[Collected data]
========================================

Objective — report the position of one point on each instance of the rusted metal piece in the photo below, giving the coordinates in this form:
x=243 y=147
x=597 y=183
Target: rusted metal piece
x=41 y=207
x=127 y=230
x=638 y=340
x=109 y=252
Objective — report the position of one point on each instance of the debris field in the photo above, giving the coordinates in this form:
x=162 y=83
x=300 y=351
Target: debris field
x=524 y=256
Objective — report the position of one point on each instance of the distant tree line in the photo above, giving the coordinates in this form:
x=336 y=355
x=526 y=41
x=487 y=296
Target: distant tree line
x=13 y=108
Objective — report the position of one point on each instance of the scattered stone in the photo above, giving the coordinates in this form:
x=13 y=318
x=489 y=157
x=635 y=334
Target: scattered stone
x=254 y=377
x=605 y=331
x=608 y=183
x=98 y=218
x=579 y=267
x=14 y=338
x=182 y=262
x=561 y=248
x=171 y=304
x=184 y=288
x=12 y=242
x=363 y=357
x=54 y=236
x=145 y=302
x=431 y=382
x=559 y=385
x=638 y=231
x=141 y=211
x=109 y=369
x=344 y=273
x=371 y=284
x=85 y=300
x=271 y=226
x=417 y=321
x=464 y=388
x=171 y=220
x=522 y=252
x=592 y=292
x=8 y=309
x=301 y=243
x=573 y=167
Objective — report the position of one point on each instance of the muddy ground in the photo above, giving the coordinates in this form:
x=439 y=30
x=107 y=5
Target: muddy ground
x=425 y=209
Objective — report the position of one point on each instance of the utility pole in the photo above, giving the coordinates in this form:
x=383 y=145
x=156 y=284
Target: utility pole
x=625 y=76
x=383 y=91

========================================

What is expected: Please count the lines in the records that contain "this" and reply with the count alone.

Exercise response: 6